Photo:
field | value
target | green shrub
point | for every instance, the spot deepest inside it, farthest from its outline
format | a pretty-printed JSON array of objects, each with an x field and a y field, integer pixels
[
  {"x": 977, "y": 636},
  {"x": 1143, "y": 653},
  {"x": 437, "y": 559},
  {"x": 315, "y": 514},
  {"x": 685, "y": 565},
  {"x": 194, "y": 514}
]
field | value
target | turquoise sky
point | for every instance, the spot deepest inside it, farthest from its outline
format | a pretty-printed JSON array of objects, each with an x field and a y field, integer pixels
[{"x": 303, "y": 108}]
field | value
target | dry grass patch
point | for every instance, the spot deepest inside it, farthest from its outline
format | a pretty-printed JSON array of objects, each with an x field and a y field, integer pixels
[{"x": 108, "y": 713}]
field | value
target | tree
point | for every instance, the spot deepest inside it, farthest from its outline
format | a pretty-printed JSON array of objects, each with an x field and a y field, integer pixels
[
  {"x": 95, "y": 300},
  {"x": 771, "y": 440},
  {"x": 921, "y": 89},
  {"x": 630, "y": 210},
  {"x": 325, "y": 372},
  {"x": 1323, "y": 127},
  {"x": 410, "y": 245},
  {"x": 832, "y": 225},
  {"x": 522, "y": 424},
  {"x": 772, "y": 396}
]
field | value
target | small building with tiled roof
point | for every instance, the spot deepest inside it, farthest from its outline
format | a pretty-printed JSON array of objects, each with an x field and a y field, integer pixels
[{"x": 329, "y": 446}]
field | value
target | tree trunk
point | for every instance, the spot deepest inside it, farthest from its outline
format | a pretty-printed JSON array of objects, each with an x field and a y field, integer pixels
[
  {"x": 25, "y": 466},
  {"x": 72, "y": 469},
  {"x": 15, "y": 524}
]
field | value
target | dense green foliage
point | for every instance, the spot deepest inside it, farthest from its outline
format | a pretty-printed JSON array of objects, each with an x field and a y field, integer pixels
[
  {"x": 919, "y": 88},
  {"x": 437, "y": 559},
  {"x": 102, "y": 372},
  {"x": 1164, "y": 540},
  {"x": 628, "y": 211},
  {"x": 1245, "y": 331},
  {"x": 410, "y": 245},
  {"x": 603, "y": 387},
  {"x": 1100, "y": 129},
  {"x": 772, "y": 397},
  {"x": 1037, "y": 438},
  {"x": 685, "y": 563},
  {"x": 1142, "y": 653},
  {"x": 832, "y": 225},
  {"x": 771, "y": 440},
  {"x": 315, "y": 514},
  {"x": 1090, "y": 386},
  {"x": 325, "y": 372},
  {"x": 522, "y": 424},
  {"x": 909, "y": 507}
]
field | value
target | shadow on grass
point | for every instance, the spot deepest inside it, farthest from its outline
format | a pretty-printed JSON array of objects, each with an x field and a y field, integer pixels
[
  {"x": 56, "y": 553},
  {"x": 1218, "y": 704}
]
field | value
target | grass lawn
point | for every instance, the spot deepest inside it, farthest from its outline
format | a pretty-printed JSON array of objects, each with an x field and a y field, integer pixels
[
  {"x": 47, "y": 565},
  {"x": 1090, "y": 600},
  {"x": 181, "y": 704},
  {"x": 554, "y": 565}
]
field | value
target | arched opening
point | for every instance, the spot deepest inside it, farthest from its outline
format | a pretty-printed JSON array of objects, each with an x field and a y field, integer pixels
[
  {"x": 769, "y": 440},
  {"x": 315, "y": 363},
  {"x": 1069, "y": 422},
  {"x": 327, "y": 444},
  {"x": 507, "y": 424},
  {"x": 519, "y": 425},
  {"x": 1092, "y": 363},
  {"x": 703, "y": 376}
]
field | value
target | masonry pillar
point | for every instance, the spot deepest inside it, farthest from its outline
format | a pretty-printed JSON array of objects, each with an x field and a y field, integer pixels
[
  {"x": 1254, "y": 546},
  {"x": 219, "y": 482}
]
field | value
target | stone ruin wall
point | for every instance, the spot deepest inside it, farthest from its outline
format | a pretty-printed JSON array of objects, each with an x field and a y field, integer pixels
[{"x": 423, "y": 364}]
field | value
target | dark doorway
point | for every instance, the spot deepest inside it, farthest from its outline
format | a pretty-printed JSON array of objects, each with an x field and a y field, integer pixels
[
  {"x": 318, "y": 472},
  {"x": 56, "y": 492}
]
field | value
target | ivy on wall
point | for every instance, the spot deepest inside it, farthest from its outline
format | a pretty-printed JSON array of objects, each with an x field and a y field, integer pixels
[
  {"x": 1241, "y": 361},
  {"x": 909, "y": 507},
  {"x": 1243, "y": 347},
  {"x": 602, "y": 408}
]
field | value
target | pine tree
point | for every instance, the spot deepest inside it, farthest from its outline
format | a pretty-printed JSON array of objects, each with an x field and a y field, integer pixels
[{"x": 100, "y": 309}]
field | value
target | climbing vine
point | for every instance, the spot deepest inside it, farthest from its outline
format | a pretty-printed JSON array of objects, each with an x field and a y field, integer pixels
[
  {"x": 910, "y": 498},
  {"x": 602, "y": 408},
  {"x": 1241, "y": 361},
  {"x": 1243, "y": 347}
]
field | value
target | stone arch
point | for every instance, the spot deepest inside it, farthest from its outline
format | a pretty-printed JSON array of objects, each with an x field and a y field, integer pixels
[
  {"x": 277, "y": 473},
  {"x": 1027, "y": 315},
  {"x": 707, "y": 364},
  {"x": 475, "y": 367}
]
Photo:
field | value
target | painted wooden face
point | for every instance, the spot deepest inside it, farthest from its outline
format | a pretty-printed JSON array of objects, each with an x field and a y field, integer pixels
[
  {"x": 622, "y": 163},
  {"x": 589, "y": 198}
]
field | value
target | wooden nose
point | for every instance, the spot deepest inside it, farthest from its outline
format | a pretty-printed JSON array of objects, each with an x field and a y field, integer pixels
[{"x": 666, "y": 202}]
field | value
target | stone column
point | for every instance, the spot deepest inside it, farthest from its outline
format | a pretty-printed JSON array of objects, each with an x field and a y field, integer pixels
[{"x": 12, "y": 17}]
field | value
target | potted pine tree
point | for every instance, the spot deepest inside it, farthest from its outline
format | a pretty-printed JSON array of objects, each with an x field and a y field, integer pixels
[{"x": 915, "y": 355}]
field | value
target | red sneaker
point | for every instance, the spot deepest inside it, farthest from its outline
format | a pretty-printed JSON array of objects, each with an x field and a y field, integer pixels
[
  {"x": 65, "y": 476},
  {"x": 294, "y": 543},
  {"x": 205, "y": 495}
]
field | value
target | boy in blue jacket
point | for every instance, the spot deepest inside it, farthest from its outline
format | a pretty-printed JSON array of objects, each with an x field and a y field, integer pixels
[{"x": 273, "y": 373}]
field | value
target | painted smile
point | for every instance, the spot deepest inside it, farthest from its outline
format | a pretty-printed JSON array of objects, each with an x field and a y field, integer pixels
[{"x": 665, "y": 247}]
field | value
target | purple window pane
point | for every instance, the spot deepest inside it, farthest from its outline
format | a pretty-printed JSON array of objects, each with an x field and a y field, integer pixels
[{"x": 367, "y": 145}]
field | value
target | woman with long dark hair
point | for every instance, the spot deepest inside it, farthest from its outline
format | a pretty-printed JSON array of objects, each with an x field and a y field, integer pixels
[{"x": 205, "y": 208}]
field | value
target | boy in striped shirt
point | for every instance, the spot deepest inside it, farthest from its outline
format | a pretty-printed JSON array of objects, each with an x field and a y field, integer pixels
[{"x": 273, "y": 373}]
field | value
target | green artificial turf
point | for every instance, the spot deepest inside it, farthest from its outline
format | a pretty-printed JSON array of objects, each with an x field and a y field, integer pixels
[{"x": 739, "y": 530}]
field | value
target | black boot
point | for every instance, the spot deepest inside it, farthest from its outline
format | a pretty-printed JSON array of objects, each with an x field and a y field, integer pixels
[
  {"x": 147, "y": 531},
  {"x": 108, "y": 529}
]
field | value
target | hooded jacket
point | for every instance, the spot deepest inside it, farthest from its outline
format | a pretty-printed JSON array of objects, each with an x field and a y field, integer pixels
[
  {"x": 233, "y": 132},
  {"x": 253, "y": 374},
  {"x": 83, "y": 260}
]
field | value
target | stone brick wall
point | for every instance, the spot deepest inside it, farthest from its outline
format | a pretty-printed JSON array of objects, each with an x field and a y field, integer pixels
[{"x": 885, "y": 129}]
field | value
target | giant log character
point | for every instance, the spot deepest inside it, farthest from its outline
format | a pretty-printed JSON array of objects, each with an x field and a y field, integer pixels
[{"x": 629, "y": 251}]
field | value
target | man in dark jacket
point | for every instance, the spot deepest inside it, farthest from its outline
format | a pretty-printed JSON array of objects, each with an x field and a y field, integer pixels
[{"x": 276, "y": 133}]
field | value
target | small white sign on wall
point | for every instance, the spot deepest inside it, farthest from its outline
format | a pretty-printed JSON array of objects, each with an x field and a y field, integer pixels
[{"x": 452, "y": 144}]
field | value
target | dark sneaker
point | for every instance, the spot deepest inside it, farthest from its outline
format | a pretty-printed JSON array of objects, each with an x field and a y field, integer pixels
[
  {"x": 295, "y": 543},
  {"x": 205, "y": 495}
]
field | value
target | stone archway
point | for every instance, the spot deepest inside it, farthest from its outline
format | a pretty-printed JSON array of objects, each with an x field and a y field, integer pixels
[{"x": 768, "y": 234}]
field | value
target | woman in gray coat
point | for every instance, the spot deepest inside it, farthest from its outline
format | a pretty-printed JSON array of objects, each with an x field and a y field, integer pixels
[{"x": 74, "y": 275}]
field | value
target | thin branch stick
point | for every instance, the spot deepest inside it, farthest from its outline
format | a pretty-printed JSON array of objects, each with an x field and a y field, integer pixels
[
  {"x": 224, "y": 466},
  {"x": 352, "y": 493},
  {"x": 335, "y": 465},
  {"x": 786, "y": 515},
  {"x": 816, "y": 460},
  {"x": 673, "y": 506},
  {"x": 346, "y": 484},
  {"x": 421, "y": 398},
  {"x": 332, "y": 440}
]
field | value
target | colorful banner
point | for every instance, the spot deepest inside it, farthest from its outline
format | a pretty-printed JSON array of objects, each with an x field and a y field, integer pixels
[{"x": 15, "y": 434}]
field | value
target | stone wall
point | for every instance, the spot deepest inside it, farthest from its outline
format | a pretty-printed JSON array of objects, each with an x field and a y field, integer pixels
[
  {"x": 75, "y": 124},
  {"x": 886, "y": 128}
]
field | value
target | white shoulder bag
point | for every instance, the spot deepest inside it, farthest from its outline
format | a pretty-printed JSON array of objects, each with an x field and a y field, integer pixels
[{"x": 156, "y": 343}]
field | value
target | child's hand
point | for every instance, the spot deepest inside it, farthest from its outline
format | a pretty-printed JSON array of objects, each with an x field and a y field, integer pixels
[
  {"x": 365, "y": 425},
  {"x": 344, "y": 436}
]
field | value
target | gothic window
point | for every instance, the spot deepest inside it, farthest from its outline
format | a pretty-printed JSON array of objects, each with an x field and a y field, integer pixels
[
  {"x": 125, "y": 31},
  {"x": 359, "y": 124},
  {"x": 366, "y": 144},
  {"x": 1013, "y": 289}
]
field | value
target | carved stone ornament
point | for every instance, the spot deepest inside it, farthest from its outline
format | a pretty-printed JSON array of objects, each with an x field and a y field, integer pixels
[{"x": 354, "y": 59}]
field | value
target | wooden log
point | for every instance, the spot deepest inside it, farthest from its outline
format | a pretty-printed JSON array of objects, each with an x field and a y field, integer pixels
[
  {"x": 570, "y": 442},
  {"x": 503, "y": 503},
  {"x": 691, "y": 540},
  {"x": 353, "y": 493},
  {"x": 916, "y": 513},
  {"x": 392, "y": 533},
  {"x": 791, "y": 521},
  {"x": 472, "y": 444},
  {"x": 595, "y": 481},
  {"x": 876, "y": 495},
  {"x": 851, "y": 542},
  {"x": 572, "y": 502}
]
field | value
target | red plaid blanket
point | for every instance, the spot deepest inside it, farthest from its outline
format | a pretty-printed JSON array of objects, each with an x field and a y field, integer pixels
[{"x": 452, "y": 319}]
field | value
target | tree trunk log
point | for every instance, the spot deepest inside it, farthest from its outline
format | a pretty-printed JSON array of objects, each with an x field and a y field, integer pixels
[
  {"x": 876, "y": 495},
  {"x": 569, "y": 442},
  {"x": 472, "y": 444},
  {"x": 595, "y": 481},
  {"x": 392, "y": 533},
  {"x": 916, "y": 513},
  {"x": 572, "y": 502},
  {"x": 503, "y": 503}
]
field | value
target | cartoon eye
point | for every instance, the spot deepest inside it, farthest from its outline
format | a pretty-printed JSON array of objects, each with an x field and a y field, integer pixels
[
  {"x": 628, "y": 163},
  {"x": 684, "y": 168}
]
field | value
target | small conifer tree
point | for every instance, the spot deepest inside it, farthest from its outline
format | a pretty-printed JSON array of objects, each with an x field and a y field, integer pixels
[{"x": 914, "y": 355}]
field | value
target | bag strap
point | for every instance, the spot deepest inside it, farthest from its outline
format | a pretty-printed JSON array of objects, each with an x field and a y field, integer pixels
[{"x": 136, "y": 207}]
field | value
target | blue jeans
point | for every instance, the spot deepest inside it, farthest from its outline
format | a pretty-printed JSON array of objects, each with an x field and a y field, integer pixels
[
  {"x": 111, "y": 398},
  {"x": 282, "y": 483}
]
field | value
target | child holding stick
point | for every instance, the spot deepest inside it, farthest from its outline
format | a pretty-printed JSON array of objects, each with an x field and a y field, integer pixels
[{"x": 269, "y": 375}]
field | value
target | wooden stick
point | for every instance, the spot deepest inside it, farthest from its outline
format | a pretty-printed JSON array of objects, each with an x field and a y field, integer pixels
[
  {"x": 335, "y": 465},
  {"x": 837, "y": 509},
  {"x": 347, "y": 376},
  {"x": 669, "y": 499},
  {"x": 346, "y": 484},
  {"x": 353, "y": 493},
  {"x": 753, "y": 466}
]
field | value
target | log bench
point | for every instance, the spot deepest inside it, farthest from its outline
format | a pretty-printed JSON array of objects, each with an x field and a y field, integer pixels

────────

### TASK INSTRUCTIONS
State how many lines of the listing include "woman", and write nothing else.

### COMPLETED EXERCISE
2